Título: Cirurgia de estômago cresce 233%
Autor: Simone Iwasso
Fonte: O Estado de São Paulo, 11/02/2006, Vida&, p. A27

Indicada para pacientes com índices altos de obesidade, as cirurgias para redução de estômago cresceram 233% nos últimos dois anos no País - um aumento que foi vertiginoso na rede privada e bem mais lento no Sistema Público de Saúde (SUS), segundos dados da Sociedade Brasileira de Cirurgia Bariátrica (SBCB). Nesse período, a prática estendeu seu alcance e começou a ser cada vez mais feita em adolescentes e idosos nas clínicas particulares.

No entanto, uma portaria do Ministério da Saúde deverá facilitar o procedimento para os cerca de 8 mil brasileiros que esperam há anos pela cirurgia gratuita em 52 centros cadastrados. "Há uma demanda reprimida. Temos cerca de 1,5 milhão de obesos mórbidos. Queremos ampliar as técnicas, dobrar as cirurgias e aumentar o valor pago por elas", diz Amâncio Paulino de Carvalho, diretor do Departamento de Atenção Especializada do ministério. A nova portaria deve também reduzir a idade mínima para 16 anos ou mesmo 14, em alguns casos.

Uma portaria semelhante, editada em julho do ano passado, foi suspensa por falta de verba. Dessa vez, os R$ 30 milhões necessários para dobrar as 2.266 cirurgias feitas em 2005 pelo SUS, como espera o diretor, estão previstos no Orçamento da União, que está no Congresso. "Se tudo correr como esperamos, em março editaremos a portaria."

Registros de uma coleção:
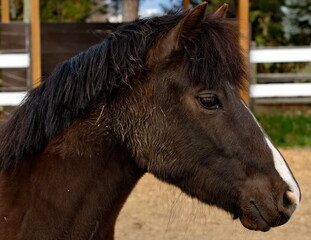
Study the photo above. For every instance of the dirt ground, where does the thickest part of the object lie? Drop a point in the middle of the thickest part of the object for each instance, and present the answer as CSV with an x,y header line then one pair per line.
x,y
158,211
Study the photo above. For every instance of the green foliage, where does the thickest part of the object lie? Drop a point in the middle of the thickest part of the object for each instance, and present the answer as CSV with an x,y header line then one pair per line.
x,y
288,130
65,10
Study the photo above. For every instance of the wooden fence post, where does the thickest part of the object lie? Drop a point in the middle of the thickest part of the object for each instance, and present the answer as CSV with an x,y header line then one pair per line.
x,y
244,38
186,5
5,11
35,43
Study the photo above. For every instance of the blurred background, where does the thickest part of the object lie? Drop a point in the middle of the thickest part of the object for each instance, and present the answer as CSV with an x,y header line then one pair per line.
x,y
37,35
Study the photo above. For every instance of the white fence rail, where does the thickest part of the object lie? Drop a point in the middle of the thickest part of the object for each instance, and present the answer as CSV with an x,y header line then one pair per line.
x,y
265,55
15,60
278,90
11,98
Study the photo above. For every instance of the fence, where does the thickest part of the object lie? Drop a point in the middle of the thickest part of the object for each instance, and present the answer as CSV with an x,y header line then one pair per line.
x,y
60,41
264,90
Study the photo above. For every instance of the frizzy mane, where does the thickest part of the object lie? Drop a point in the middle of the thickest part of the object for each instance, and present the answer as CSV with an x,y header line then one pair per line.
x,y
77,84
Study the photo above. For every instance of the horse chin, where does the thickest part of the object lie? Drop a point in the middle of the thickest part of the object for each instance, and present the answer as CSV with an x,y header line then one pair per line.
x,y
255,223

→ **Trabalho solicitado**: Transcreva da reportagem sobre cirurgia de estômago tudo desde "No entanto, uma" até "em alguns casos.".

→ **Resposta da tarefa**:
No entanto, uma portaria do Ministério da Saúde deverá facilitar o procedimento para os cerca de 8 mil brasileiros que esperam há anos pela cirurgia gratuita em 52 centros cadastrados. "Há uma demanda reprimida. Temos cerca de 1,5 milhão de obesos mórbidos. Queremos ampliar as técnicas, dobrar as cirurgias e aumentar o valor pago por elas", diz Amâncio Paulino de Carvalho, diretor do Departamento de Atenção Especializada do ministério. A nova portaria deve também reduzir a idade mínima para 16 anos ou mesmo 14, em alguns casos.